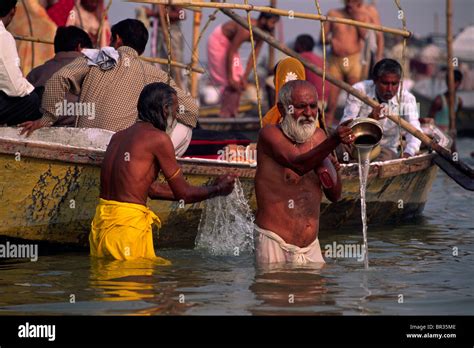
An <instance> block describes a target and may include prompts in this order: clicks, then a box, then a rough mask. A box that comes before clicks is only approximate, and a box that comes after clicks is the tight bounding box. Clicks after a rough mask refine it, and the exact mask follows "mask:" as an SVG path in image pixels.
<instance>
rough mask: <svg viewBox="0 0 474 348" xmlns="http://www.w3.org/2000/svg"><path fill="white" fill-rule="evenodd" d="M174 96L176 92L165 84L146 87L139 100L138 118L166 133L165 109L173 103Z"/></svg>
mask: <svg viewBox="0 0 474 348" xmlns="http://www.w3.org/2000/svg"><path fill="white" fill-rule="evenodd" d="M173 94H174V95H177V93H176V90H175V89H174V88H173V87H171V86H169V85H167V84H166V83H163V82H154V83H150V84H149V85H146V86H145V88H143V90H142V92H141V93H140V97H139V98H138V104H137V109H138V118H139V119H140V120H142V121H144V122H150V123H151V124H152V125H153V127H155V128H158V129H159V130H162V131H163V132H166V127H167V126H168V124H167V122H166V118H167V117H166V115H165V108H166V107H168V106H169V105H170V104H172V103H173Z"/></svg>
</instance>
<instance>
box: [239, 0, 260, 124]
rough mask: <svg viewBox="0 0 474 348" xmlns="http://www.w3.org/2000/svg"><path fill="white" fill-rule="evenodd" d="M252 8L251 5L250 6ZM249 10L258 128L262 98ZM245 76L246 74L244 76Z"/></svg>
mask: <svg viewBox="0 0 474 348" xmlns="http://www.w3.org/2000/svg"><path fill="white" fill-rule="evenodd" d="M245 4H246V5H248V0H245ZM251 7H252V8H253V5H252V6H251ZM250 11H251V10H247V23H248V25H249V32H250V44H251V45H252V59H253V74H254V77H255V87H256V88H257V103H258V118H259V119H260V128H262V126H263V119H262V100H261V96H260V84H259V81H258V73H257V57H256V54H255V41H254V39H253V29H252V20H251V17H250ZM244 77H246V76H244Z"/></svg>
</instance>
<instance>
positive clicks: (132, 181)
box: [89, 83, 235, 264]
mask: <svg viewBox="0 0 474 348" xmlns="http://www.w3.org/2000/svg"><path fill="white" fill-rule="evenodd" d="M137 109H138V119H139V121H138V122H137V123H135V124H134V125H133V126H131V127H130V128H127V129H125V130H123V131H120V132H117V133H115V134H114V136H113V137H112V139H111V140H110V143H109V145H108V147H107V151H106V153H105V157H104V160H103V162H102V169H101V177H100V202H99V205H98V206H97V209H96V213H95V217H94V220H93V221H92V230H91V233H90V236H89V241H90V250H91V255H92V256H96V257H108V258H113V259H117V260H132V259H137V258H147V259H156V260H157V261H158V262H159V263H161V264H168V263H169V262H168V261H167V260H164V259H162V258H157V257H156V256H155V251H154V248H153V238H152V224H153V223H156V224H157V225H160V220H159V218H158V217H157V216H156V215H155V213H153V212H152V211H151V210H150V209H148V208H147V206H146V201H147V199H148V198H151V199H164V200H176V201H178V200H182V201H184V203H194V202H199V201H203V200H205V199H208V198H211V197H215V196H224V195H228V194H230V193H231V192H232V190H233V187H234V180H235V178H234V177H233V176H231V175H225V176H221V177H219V178H217V179H216V180H215V182H214V184H213V185H211V186H203V187H194V186H191V185H189V184H188V183H187V182H186V180H185V179H184V176H183V173H182V172H181V168H180V167H179V166H178V163H177V162H176V157H175V151H174V148H173V143H172V142H171V139H170V137H169V135H168V133H169V132H170V130H172V129H173V124H174V123H176V122H177V121H176V113H177V110H178V109H179V106H178V98H177V94H176V91H175V90H174V89H173V88H172V87H170V86H169V85H167V84H165V83H152V84H149V85H147V86H146V87H145V88H144V89H143V91H142V93H141V94H140V97H139V99H138V106H137ZM160 171H161V172H162V173H163V175H164V177H165V178H166V180H167V184H162V183H159V182H154V181H155V180H156V178H157V176H158V173H159V172H160Z"/></svg>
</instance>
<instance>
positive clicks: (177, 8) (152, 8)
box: [145, 5, 186, 89]
mask: <svg viewBox="0 0 474 348" xmlns="http://www.w3.org/2000/svg"><path fill="white" fill-rule="evenodd" d="M166 9H167V10H168V16H169V19H170V27H169V31H170V39H171V57H172V59H173V60H175V61H177V62H183V61H184V56H183V54H184V36H183V32H182V30H181V22H183V21H184V20H186V11H185V10H184V8H182V7H180V6H176V5H171V6H166V7H165V6H157V5H153V6H152V7H151V8H150V7H146V9H145V13H146V15H147V17H152V18H153V21H157V24H158V26H155V25H154V26H153V30H154V29H155V28H158V30H157V32H154V33H153V35H152V38H153V40H154V41H155V42H152V43H151V45H152V53H154V52H153V51H156V50H158V52H155V53H158V55H159V57H161V58H165V59H168V40H167V39H166V37H167V36H166V35H165V33H164V30H165V28H167V27H168V24H167V23H166V11H164V10H166ZM160 11H163V12H164V13H160ZM161 18H164V19H165V25H163V24H162V23H161ZM159 28H161V29H159ZM162 68H163V70H165V71H166V69H167V68H168V67H167V66H166V65H162ZM183 72H184V70H183V69H180V68H177V67H171V76H172V77H173V79H174V80H175V81H176V83H177V84H178V86H179V87H180V88H182V89H185V88H186V86H185V84H184V83H183V81H184V73H183Z"/></svg>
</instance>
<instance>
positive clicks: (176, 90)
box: [21, 19, 198, 156]
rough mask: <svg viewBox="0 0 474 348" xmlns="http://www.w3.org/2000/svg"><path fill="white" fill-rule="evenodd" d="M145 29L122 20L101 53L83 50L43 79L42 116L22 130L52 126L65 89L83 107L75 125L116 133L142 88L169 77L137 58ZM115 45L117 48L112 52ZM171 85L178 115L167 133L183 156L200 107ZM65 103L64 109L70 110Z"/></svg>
mask: <svg viewBox="0 0 474 348" xmlns="http://www.w3.org/2000/svg"><path fill="white" fill-rule="evenodd" d="M147 41H148V30H147V29H146V27H145V26H144V24H143V23H142V22H140V21H138V20H135V19H126V20H123V21H121V22H119V23H117V24H115V25H114V26H113V27H112V42H111V45H112V46H113V48H112V47H106V48H104V49H102V50H101V51H96V50H83V51H82V53H83V56H82V57H79V58H77V59H76V60H74V61H73V62H72V63H71V64H69V65H67V66H65V67H64V68H62V69H61V70H59V71H58V72H57V73H56V74H54V75H53V77H52V78H51V79H50V80H49V81H48V82H47V83H46V87H45V92H44V95H43V102H42V109H43V110H44V114H43V117H42V118H41V119H40V120H37V121H34V122H25V123H23V124H22V125H21V126H22V127H23V130H22V132H21V134H23V133H25V132H26V133H27V135H29V134H30V133H31V132H33V131H34V130H35V129H38V128H41V127H45V126H51V125H52V124H53V123H54V122H56V120H57V119H58V118H59V117H60V116H65V115H64V111H65V110H64V107H62V105H63V104H64V100H65V96H66V93H67V92H71V93H73V94H78V95H80V99H79V103H76V105H75V106H76V107H74V108H72V109H74V111H76V112H77V111H78V110H79V111H81V112H82V116H80V117H78V119H77V122H76V123H77V126H78V127H86V128H101V129H107V130H111V131H114V132H118V131H120V130H123V129H125V128H128V127H130V126H131V125H133V124H134V123H135V122H136V121H137V116H138V115H137V110H136V105H137V101H138V97H139V95H140V93H141V91H142V90H143V88H144V87H145V86H146V85H148V84H150V83H152V82H167V81H168V75H167V74H166V73H165V72H164V71H162V70H161V69H160V68H158V67H155V66H153V65H151V64H149V63H146V62H144V61H142V60H141V59H140V58H139V55H141V54H142V53H143V52H144V51H145V47H146V44H147ZM115 49H117V50H115ZM170 86H171V87H173V88H175V89H176V91H177V95H178V101H179V113H178V116H177V119H178V123H177V124H176V126H175V128H174V129H173V132H172V134H171V140H172V142H173V145H174V147H175V151H176V155H177V156H181V155H182V154H184V152H185V151H186V149H187V148H188V146H189V143H190V141H191V136H192V129H193V128H194V127H196V123H197V118H198V106H197V104H196V102H195V100H194V99H193V98H192V97H191V96H188V95H186V94H185V92H184V91H183V90H181V89H179V88H177V86H176V84H175V82H174V81H173V80H170ZM69 109H70V108H69V107H68V108H67V109H66V111H68V112H69Z"/></svg>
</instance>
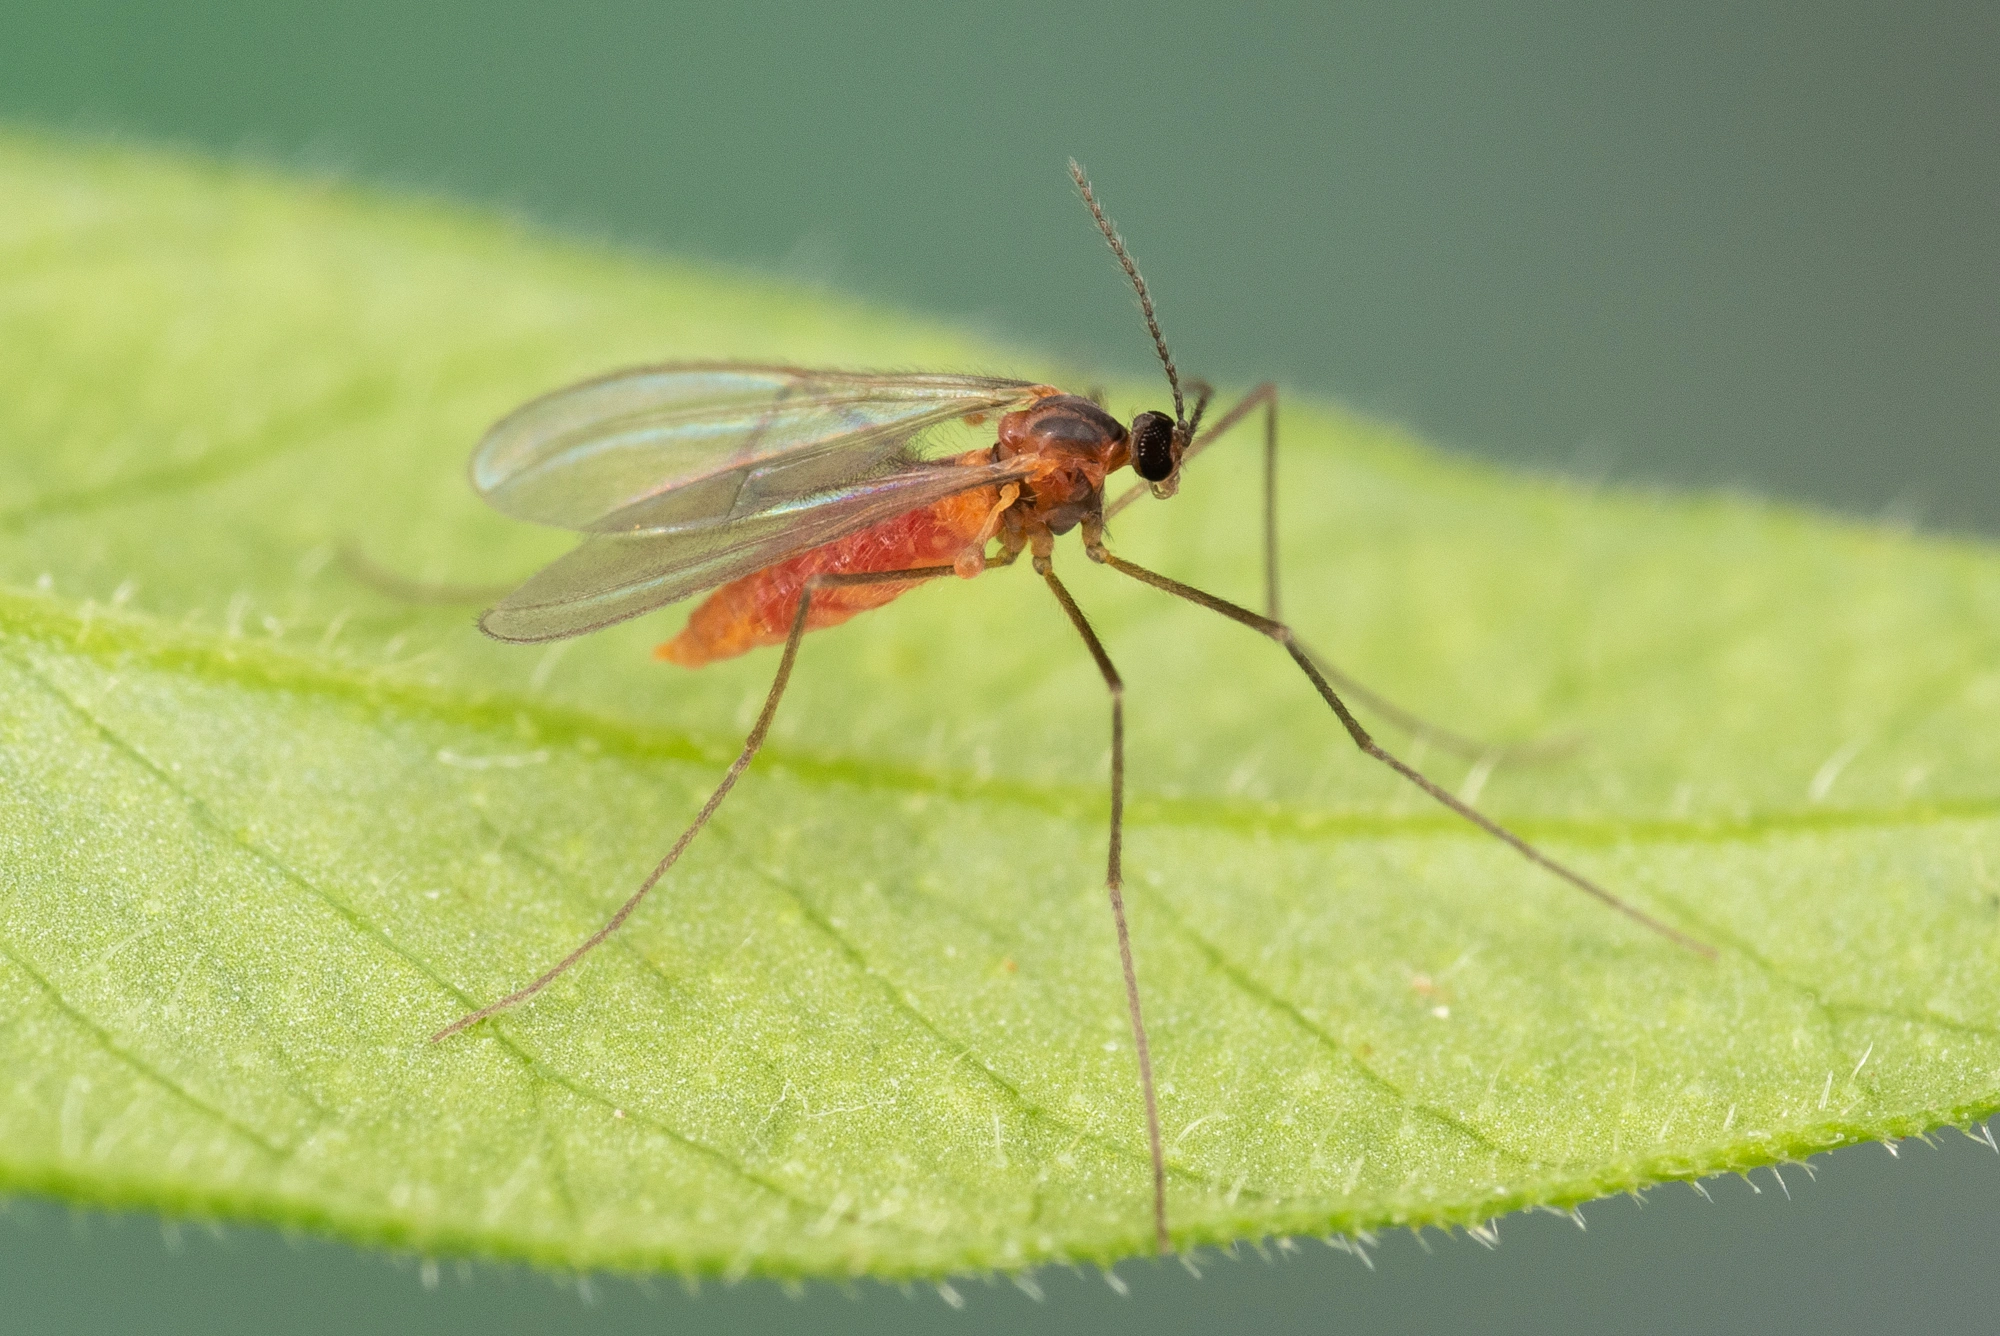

▸ What to do: Switch "rough mask" to "coarse mask" in the lines from the start through the line with "96L176 92L165 84L146", and give those lines again with nothing else changed. Leave the pictures out.

▸ Solution to this exercise:
An <instance> block describes a target and may include prompts in this order: clicks, then a box, then a coarse mask. A box that comes before clicks is only approximate, and a box that comes after clicks is the tight bounding box. Clicks after a coarse mask refine it, and the exact mask follows "mask:" as an SVG path in image pixels.
<instance>
coarse mask: <svg viewBox="0 0 474 348" xmlns="http://www.w3.org/2000/svg"><path fill="white" fill-rule="evenodd" d="M174 96L176 92L165 84L146 87L139 100L138 118L166 133L165 109L173 103Z"/></svg>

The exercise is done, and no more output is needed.